═════ EXTRACTO DE DATOS ═════

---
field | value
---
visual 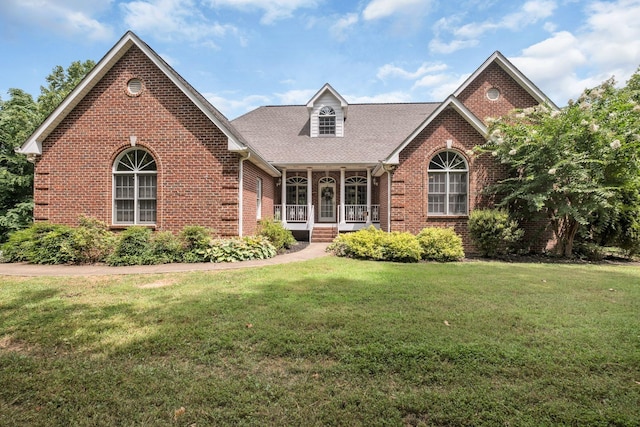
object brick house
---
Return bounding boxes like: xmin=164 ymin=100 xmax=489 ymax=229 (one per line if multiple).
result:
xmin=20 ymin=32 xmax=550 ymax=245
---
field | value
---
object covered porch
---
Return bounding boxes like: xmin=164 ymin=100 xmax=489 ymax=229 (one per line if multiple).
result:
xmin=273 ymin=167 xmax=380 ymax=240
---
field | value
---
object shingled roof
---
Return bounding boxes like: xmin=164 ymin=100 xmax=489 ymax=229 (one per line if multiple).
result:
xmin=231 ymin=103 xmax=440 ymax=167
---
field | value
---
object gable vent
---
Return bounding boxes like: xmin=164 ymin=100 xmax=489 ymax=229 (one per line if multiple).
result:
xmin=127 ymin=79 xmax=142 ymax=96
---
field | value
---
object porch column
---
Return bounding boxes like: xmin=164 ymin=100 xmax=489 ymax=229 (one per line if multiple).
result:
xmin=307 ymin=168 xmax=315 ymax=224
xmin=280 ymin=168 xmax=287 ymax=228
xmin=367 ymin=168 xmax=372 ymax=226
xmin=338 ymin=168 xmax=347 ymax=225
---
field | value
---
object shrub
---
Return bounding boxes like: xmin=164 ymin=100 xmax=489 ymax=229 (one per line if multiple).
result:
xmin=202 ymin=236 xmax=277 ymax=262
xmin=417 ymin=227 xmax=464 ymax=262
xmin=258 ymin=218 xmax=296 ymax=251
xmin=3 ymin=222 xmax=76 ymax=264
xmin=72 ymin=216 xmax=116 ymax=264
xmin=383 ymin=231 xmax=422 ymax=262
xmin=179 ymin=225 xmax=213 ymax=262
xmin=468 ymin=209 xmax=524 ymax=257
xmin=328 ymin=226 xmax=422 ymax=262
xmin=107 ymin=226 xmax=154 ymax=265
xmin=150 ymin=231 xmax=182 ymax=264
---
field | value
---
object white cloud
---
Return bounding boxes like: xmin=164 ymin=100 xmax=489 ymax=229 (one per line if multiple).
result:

═════
═════ EXTRACTO DE DATOS ═════

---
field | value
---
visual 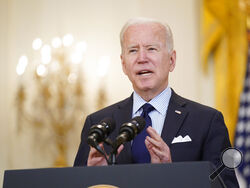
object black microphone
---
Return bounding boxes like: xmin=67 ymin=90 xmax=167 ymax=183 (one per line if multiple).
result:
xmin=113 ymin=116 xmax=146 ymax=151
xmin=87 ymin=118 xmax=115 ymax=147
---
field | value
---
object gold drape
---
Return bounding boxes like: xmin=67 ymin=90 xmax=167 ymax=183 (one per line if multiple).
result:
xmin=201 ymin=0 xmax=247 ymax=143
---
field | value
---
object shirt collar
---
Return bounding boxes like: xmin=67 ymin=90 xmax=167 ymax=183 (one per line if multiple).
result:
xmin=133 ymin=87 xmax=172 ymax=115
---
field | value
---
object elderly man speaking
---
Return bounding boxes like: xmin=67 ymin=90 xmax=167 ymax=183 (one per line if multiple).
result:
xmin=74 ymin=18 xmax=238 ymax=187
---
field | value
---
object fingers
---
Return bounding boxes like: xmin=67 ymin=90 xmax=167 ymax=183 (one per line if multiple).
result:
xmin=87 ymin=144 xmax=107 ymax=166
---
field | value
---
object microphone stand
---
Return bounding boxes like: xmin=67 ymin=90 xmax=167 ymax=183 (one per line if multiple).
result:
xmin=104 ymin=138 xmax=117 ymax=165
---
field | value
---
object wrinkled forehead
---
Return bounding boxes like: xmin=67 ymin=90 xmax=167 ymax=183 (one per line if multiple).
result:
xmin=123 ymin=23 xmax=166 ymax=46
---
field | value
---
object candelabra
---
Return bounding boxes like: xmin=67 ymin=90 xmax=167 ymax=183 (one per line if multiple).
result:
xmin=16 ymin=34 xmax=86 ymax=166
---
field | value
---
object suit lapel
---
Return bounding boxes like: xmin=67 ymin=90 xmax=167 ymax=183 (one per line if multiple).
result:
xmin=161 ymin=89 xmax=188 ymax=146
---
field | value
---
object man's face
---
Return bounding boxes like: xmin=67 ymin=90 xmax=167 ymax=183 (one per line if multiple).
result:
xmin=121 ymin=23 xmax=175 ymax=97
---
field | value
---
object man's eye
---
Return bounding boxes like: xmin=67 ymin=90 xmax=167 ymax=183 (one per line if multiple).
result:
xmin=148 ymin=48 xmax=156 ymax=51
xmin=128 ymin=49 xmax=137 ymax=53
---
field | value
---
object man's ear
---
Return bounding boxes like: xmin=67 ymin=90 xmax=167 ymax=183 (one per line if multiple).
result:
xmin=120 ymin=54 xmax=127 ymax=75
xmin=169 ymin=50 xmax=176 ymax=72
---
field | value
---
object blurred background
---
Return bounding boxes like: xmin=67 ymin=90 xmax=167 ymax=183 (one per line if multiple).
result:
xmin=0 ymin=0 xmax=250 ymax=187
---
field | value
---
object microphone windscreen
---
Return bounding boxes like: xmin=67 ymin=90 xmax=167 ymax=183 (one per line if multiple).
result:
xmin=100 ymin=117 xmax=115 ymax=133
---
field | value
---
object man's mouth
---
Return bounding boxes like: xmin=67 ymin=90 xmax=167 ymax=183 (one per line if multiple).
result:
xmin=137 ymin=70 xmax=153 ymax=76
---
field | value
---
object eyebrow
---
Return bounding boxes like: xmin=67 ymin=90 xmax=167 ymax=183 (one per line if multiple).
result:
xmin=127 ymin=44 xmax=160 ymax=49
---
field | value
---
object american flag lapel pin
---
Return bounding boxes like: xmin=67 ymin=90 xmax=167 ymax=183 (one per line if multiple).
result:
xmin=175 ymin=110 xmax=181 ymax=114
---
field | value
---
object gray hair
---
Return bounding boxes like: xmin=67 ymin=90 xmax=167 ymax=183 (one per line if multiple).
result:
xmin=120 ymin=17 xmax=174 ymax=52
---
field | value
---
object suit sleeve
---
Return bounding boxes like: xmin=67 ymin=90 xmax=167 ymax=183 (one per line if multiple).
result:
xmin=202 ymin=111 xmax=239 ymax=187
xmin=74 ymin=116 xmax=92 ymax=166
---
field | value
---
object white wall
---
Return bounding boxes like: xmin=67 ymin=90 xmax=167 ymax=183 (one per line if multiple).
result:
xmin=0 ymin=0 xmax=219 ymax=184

═════
═════ EXTRACTO DE DATOS ═════

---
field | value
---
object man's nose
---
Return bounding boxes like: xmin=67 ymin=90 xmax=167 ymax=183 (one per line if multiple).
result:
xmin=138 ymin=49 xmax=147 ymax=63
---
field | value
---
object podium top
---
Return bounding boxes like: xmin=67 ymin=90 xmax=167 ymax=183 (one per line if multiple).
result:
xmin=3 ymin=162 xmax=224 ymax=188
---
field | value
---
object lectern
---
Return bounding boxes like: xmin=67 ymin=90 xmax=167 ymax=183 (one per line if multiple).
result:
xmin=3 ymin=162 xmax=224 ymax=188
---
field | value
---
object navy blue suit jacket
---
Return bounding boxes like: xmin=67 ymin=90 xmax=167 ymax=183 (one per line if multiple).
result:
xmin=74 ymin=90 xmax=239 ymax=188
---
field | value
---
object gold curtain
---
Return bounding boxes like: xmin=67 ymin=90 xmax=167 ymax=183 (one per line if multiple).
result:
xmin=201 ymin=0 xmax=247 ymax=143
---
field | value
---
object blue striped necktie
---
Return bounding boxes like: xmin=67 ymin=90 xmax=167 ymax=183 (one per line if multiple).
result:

═════

- _EJERCICIO PLANTEADO_: Cuenta, por favor, las líneas de los ítems de arriba que contienen la palabra "suit", teniendo en cuenta las mayúsculas y minúsculas. Responde solo con el número.

- _RESPUESTA CORRECTA_: 3